Communications satellite for Europe and the Middle East

Astra 2E is one of the Astra communications satellites owned and operated by SES S.A., launched to the Astra 28.2°E orbital position on 30 September 2013 after a 10-week delay caused by launcher problems. The satellite provides free-to-air and encrypted direct-to-home (DTH) digital television and satellite broadband services for Europe and the Middle East.

After launch, Astra 2E underwent in-orbit testing at 43.5° East and began commercial operations at 28.2° East in February 2014. At that time, channels broadcast via Astra 1N (temporarily located at 28.2° East pending Astra 1E's launch) were transferred to Astra 2E and Astra 1N relocated to its design position at 19.2° East.

Astra 2E is the second of three "second generation" satellites for the 28.2° East position to replace the first generation Astra 2A, Astra 2B, Astra 2C and Astra 2D craft originally positioned there between 1998 and 2001. The first, Astra 2F, was launched in 2012, and the third, Astra 2G, was launched on 27 December 2014.)

Unlike other SES/Astra satellites, the launch order of Astra 2E and Astra 2F is not reflected in their alphabetical names, with Astra 2F launched 10 months before Astra 2E.

== Market ==
The Astra 28.2° East orbital position was established in 1998 to provide digital television, digital radio and multimedia services to the United Kingdom and Ireland, and Astra 2E's primary mission is to continue this provision as replacement and follow-on capacity to the Astra 2A, Astra 2D and Astra 1N satellites. Along with Astra 2F it delivers programming to almost 13 million satellite homes, over 3 million cable homes, and 700,000 Internet Protocol television (IPTV) homes in the United Kingdom and Ireland, in particular for channels from the major United Kingdom digital satellite television satellite bus, BSkyB and Freesat.

ASTRA 2E also delivers broadcast and Very-small-aperture terminal (VSAT) services in Europe, Middle East and Africa in Ku-band. and Ka-band capacity will provide internet via satellite with download speeds of up to 20 Mbit/s to Germany.

§ DATASET RECORDS
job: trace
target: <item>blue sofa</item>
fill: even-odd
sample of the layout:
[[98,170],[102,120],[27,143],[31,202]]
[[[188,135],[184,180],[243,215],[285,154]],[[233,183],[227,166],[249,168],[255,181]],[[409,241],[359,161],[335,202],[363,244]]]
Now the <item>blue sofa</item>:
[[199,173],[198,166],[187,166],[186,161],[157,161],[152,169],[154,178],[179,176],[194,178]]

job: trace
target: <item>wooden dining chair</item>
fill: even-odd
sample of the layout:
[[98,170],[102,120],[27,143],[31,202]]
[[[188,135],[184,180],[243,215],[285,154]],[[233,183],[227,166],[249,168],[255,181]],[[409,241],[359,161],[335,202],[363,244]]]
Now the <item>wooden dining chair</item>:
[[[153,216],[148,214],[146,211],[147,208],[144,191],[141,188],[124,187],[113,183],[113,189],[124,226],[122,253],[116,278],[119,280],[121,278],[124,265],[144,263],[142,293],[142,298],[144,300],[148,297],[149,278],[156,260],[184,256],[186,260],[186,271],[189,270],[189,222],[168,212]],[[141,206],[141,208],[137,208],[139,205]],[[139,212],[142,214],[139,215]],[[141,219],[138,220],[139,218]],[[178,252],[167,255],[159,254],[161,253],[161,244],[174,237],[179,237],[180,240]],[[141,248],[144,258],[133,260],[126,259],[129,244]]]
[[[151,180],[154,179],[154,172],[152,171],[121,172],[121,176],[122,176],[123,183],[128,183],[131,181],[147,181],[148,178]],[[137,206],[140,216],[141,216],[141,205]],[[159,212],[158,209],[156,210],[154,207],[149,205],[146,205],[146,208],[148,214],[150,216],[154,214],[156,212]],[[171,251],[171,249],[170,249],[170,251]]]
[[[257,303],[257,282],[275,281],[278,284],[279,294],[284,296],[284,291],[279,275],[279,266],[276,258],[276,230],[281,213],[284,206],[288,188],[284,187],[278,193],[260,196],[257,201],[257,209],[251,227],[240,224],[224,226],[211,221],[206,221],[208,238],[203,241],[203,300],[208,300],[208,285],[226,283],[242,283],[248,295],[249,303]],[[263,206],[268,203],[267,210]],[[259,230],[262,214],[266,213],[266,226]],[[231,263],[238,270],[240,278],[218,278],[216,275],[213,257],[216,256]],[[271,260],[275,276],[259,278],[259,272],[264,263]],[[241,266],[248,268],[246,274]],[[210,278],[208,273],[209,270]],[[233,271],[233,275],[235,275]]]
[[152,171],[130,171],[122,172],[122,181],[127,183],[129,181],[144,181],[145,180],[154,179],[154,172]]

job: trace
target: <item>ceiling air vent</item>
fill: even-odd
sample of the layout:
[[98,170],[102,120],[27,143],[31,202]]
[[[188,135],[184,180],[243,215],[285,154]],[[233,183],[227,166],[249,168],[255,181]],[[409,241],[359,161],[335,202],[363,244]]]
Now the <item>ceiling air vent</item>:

§ SHORT TASK A
Answer these from the Astra 2E article:
(i) On what date was Astra 2E launched to the 28.2°E orbital position?
(ii) At what orbital position did Astra 2E undergo in-orbit testing?
(iii) In what year was the Astra 28.2° East orbital position established?
§ SHORT TASK B
Name every first-generation craft that the Astra 2E article says the second-generation satellites replace at 28.2° East.
§ SHORT TASK C
Write a continuation of the Astra 2E article, starting after its final sentence.

§ RESPONSE A
(i) 30 September 2013
(ii) 43.5° East
(iii) 1998

§ RESPONSE B
Astra 2A, Astra 2B, Astra 2C, Astra 2D

§ RESPONSE C
== Broadcasting footprint ==
Astra 2E has three Ku-band downlink beams covering Europe and the Middle East:
- The European Beam is centred on the English Channel with maximum signal over the United Kingdom, Ireland, France, Benelux, and parts of Germany, Austria, and Spain (including a "lobe" specifically designed to serve the Canary Islands), and reception on a larger dish extending to Italy, Poland, North Africa, and the Balkans.
- The UK Beam provides maximum signal (for 45 cm dishes) over the United Kingdom, Ireland, Benelux and Northern France with a sharp roll-off of signal level outside this region, in close approximation of the UK Beam of Astra 2D. This enables channels to be broadcast free-to-air but with reception effectively constrained to the British Isles, and has been the basis for the Freesat free-to-air United Kingdom platform.
- The Middle East beam is centred on the Arabian Peninsula and extends to Turkey and into East Africa, to provide for reception with 50 cm dishes.

The Ka-band footprint for satellite broadband provides full service coverage centred on central Europe and extending to France, Italy, the Balkans, the United Kingdom, and southern Sweden and Norway.

The satellite is fitted with 60 Ku-band transponders.

== Launch delay ==
The launch of Astra 2E was intended to be by International Launch Services (ILS) Proton-M launch vehicle on 21 July 2013, but the previous launch of this launch vehicle on 2 July 2013, carrying three Russian GLONASS navigation satellites, ended with the rocket exploding shortly after lift off and the Proton launch programme was postponed. The fault with the failed rocket was found to be the incorrect installation of three angular rate sensors, Roscosmos reported, and the launch programme was recommenced in September 2013.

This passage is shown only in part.